» **Exercise requirements**: Decide whether each statement agrees with the article on the Ontario WSIB funding deficit, answering yes or no and quoting the article's deciding words: (a) The WSIB funding deficit now stands at $12.36 billion. (b) Under workers' compensation, workers may sue their employers for negligence. (c) Ontario's average premium is among the lowest in Canada.

» **Article**:
==========
The fact that the Ontario Workplace Safety and Insurance Board (WSIB) funding deficit, which now stands at $12.36 billion, has reached “alarming” proportions is not news. But when the WSIB actually uses the word “alarming” in its own annual report, it’s a sign of just how serious the situation has become. Here’s what’s going on and what to expect.

The Workers’ Comp Crisis

As you all probably know, workers’ compensation is a mandatory insurance scheme that provides benefits to workers who suffer work-related injuries and illnesses regardless of fault. This way, workers don’t have to (and aren’t allowed to) sue their employers for negligence like they did in the old days.

Employers fund the scheme by paying premiums. In Ontario, the average premium is $2.35 per $100 assessable payroll, among the highest in Canada. But despite the high premium rates, the system’s running an enormous deficit and won’t have enough money to pay claims unless something’s done.
==========
» **Raw records**:
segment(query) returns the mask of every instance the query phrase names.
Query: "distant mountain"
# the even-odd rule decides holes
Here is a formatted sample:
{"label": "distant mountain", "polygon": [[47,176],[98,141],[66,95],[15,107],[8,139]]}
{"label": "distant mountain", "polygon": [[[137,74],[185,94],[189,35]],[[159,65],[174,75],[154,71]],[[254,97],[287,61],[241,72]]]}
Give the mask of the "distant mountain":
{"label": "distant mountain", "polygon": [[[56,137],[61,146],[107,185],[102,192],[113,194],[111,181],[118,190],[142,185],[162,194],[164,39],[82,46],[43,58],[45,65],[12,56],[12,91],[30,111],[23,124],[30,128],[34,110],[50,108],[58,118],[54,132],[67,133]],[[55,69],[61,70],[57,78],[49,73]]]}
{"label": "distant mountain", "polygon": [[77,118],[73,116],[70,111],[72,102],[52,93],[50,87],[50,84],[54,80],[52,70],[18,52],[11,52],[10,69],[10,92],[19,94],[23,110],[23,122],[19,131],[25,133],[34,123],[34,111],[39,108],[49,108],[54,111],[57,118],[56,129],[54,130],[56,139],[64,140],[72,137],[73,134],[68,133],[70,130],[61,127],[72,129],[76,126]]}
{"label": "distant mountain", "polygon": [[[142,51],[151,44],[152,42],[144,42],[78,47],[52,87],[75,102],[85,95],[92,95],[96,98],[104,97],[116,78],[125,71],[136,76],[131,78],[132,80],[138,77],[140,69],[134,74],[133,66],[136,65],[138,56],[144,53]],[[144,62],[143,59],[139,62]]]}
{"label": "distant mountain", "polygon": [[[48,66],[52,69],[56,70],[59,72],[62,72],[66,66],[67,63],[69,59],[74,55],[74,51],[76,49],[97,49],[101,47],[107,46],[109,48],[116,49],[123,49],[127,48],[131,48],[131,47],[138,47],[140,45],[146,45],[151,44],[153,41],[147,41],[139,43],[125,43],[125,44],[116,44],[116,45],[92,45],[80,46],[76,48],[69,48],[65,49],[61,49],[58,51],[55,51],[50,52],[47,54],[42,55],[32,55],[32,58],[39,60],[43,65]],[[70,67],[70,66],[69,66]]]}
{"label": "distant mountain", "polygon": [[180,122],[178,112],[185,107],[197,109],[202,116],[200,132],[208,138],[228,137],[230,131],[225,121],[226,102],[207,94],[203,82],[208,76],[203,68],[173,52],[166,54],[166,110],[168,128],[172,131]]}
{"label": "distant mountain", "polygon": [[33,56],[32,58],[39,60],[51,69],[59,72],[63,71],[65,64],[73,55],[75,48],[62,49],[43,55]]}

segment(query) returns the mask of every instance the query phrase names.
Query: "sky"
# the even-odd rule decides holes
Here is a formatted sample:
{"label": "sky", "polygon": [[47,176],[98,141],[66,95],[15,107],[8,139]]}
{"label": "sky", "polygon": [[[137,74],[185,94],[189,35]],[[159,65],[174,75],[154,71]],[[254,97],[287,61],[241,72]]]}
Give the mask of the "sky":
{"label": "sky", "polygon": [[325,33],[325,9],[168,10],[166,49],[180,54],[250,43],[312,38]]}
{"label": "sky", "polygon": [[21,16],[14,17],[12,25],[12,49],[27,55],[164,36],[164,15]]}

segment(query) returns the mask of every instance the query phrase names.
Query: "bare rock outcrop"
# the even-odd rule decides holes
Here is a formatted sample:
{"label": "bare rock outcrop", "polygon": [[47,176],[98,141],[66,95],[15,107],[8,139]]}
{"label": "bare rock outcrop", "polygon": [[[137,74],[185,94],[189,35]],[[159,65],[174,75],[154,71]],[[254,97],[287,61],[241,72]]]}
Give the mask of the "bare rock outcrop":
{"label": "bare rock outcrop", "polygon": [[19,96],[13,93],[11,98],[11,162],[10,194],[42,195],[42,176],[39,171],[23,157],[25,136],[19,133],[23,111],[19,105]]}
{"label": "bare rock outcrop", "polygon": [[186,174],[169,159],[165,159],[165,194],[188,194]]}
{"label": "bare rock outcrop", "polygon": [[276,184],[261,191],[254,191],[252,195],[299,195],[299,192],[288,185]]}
==========
» **The reply**:
(a) Yes: "which now stands at $12.36 billion"
(b) No: "workers don’t have to (and aren’t allowed to) sue their employers for negligence"
(c) No: "among the highest in Canada"